** Exercise material follows **

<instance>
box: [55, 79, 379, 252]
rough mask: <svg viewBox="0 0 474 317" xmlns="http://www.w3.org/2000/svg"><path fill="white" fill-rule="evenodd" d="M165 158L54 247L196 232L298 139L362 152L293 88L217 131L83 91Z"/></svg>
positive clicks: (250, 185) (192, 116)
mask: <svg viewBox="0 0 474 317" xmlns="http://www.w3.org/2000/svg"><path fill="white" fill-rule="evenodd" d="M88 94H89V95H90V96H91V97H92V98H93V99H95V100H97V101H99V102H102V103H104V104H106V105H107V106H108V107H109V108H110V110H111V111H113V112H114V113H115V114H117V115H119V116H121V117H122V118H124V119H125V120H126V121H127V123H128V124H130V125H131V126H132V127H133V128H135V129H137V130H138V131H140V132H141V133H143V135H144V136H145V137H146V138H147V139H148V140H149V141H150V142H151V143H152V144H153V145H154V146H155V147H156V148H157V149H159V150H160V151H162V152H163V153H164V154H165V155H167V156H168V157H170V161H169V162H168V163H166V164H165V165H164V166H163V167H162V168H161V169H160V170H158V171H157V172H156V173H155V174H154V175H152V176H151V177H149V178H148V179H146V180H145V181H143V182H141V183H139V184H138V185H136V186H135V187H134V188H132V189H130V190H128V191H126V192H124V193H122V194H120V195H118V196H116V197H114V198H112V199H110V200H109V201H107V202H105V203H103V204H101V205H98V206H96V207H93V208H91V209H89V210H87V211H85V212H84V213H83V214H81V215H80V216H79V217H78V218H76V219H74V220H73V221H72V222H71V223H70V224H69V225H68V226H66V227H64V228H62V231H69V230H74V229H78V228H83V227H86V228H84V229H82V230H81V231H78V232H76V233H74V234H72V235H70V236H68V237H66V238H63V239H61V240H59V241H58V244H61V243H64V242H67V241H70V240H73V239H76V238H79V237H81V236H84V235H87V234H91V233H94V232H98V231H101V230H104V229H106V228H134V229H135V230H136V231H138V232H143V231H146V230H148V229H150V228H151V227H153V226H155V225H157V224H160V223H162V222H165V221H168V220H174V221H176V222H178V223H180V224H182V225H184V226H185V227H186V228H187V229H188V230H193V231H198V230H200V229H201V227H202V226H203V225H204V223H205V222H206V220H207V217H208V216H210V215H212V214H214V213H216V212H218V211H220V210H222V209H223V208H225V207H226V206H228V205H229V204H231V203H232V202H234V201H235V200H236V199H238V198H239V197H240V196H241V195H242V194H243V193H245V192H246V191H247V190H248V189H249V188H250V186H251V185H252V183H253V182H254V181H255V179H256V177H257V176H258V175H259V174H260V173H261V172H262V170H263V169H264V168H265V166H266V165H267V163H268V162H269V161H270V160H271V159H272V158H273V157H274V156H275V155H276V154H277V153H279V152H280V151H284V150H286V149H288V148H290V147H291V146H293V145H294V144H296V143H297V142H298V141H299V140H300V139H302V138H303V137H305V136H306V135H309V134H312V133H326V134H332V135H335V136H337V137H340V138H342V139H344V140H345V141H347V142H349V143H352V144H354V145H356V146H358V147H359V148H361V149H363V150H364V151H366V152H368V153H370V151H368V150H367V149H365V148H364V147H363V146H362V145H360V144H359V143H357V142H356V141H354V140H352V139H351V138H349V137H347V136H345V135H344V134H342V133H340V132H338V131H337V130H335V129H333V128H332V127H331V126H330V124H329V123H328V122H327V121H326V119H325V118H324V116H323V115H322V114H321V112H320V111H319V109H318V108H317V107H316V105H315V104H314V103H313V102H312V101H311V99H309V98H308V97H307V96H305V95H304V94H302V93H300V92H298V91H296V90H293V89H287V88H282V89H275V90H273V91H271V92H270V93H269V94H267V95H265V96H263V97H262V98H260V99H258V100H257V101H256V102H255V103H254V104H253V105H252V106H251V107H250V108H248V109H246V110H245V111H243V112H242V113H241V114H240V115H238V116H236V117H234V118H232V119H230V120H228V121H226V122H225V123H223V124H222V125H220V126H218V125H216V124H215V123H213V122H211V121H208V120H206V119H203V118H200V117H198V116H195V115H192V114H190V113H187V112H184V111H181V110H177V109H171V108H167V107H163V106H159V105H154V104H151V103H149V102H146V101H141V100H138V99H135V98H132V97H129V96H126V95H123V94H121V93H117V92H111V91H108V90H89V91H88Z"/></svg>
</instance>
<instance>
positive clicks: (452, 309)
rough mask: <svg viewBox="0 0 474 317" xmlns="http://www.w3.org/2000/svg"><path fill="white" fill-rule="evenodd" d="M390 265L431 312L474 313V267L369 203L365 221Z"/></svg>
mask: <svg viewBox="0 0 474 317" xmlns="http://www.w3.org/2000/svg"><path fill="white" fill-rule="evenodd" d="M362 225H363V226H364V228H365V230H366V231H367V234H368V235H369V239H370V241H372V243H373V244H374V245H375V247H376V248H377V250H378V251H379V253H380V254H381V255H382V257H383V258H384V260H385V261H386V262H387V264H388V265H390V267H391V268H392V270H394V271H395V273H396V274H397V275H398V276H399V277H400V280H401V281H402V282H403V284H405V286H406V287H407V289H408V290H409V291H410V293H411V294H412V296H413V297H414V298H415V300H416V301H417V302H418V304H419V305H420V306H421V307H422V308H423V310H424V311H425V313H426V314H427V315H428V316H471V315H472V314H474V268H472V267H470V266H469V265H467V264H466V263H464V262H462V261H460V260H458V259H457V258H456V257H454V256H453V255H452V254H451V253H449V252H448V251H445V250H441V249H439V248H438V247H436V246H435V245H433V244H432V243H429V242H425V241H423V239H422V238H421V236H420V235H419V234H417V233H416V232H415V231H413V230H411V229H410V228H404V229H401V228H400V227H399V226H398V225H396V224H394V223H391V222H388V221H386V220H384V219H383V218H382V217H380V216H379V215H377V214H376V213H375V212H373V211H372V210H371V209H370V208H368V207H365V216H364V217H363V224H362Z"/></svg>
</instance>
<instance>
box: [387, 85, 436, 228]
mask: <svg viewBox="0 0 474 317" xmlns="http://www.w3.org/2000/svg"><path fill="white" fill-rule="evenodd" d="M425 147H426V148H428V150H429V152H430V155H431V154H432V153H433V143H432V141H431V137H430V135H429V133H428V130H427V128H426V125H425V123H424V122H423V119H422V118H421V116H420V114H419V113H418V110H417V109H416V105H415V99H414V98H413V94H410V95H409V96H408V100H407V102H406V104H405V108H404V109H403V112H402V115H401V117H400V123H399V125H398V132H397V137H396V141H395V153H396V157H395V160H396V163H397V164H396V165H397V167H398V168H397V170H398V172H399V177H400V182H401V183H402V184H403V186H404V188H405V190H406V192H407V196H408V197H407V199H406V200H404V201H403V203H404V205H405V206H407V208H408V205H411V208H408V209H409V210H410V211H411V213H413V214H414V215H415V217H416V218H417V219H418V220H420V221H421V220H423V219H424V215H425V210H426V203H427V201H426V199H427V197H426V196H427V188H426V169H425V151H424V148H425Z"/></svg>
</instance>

** End of Exercise material **

What to work on: Scan the records for the string "clicks" and show every line that contains it.

Response:
positive clicks: (250, 185) (192, 116)
positive clicks: (452, 309)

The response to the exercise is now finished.